**Passage given**
******************************
Contemporary Art Museum Plainview: An Interview With Kelly Alison

by Natalie Hegert October 29, 2017

Plainview, Texas. Population 22,000. As its name suggests, it’s a town smack dab in the middle of the plains, situated equally far from Amarillo and Lubbock. It doesn’t seem a likely site for a new contemporary art museum, but on November 10 the town will inaugurate CAMP — the Contemporary Art Museum Plainview. Its first exhibition, Big Art in Small Town, brings in mostly Houston- and Dallas-based artists to the refurbished Panhandle warehouse space. Artists in this inaugural show include Daniel Anguilu, Sherry Owens, Kelly Moran, Katy Anderson, Sharon Kopriva, Dandee Warhol, Emily Peacock, Emily Sloan, Ben Tecumseh DeSoto, Patrick Medrano, Joe Barrington, Steven Kraig+Patrick Renner, and Benito Huerta.

Glasstire spoke with CAMP’s executive director and founder, artist Kelly Alison, who recently returned to her hometown of Plainview from a decades-long stint on the Houston scene, about art, community, and life in Plainview, Texas, and how to source a board of directors from Facebook.

Natalie Hegert: Can you tell us a bit about yourself and your background? I understand you spent some time in Houston and you just recently moved back to Plainview, where you’re originally from.
******************************
**Data supplied**
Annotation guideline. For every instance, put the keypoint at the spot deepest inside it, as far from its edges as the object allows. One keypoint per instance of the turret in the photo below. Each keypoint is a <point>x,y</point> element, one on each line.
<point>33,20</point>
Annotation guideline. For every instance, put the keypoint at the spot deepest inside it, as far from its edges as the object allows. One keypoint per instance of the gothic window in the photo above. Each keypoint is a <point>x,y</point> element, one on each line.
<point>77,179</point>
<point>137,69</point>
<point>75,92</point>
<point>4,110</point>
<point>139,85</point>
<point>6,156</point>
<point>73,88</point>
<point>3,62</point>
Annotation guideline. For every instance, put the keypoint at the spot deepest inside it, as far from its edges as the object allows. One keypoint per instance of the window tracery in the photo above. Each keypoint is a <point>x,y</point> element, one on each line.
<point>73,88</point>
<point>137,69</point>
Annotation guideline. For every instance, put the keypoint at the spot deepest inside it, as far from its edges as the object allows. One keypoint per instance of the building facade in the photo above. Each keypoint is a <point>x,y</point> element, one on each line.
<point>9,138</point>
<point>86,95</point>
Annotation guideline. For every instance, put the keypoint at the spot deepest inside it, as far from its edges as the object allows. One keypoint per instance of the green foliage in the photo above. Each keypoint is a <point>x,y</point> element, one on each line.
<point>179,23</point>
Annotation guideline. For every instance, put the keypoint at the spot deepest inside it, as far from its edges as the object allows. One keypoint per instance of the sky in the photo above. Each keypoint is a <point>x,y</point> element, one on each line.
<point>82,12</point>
******************************
**To do**
• a. Name every city that appears in the interview about the Contemporary Art Museum Plainview.
• b. Continue the interview about the Contemporary Art Museum Plainview from the point where it stops.

**Per-task outputs**
• a. Plainview, Amarillo, Lubbock, Houston, Dallas

• b.
Kelly Alison: That’s right. I grew up in Plainview, Texas, then went off to college in Waco, at Baylor University, and from there moved to Houston. I pretty much moved to Houston for all the reasons artists move there: the community, the chance to learn more about art, take more classes in art, and expand my horizons in that direction. I lived in Houston from 1977 until 1983: during that time I was a student at the University of Houston and got to participate in the Lawndale Art Performance Center, which was off-campus at that time. In 1983 I moved to Wild Peach, Texas, a little village between Brazoria and West Columbia, not too far in from Sargent on the coast. I’d drive into Houston three or four times a week, where I taught at the Art League of Houston for 10 years; showed with Bill Graham (Graham Gallery) at first, then Wayne Gilbert (G Spot Gallery), and DM Allison. I had lots of good opportunities when I was there, and I never expected to move back to my hometown. It’s just sort of something that happened and I had to jump at the opportunity to do it. So, here I am, back in Plainview.

Kelly Alison

NH: How long have you been back?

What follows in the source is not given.